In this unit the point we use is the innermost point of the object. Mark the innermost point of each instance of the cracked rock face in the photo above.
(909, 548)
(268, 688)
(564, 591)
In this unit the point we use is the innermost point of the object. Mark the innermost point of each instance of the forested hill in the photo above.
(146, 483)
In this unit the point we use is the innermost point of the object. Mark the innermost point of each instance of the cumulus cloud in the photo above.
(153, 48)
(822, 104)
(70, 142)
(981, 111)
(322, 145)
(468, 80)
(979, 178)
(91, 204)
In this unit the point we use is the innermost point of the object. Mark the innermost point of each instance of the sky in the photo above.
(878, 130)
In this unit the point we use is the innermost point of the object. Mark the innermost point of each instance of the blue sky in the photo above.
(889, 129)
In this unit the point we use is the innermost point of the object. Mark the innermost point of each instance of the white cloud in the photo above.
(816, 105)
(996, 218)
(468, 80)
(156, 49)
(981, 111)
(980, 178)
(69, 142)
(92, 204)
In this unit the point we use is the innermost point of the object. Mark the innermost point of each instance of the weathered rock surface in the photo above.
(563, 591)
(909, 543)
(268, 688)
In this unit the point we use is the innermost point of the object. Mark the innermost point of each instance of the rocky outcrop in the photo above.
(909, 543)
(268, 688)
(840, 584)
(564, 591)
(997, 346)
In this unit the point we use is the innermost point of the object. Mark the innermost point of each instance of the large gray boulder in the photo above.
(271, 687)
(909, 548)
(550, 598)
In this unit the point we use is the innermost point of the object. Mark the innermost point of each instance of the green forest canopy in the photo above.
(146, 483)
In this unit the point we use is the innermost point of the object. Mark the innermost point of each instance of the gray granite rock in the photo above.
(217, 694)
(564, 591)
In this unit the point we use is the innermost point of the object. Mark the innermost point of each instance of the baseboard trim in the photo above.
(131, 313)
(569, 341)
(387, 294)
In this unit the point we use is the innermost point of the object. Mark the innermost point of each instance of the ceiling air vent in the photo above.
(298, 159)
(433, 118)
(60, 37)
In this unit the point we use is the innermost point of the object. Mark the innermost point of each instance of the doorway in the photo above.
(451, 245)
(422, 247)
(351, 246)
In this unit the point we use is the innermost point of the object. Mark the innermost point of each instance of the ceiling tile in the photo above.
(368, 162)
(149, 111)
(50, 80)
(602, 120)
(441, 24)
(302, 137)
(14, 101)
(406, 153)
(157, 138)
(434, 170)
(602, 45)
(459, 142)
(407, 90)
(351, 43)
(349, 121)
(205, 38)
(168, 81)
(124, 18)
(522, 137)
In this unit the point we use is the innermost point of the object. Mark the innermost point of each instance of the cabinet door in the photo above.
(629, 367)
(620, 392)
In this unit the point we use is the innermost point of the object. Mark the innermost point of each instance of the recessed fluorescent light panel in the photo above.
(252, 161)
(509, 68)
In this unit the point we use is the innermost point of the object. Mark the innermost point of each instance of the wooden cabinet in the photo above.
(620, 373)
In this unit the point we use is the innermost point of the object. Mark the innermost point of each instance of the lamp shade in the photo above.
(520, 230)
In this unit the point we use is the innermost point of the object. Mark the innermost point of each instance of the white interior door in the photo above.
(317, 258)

§ Given request
Reproduce verbatim the records from the line containing "interior door in the photo above." through the end of the records, inclusive.

§ Worked answer
In this unit the point we use is the innermost point of the object. Mark the innermost point of each instance of the white interior door in the photo above.
(317, 258)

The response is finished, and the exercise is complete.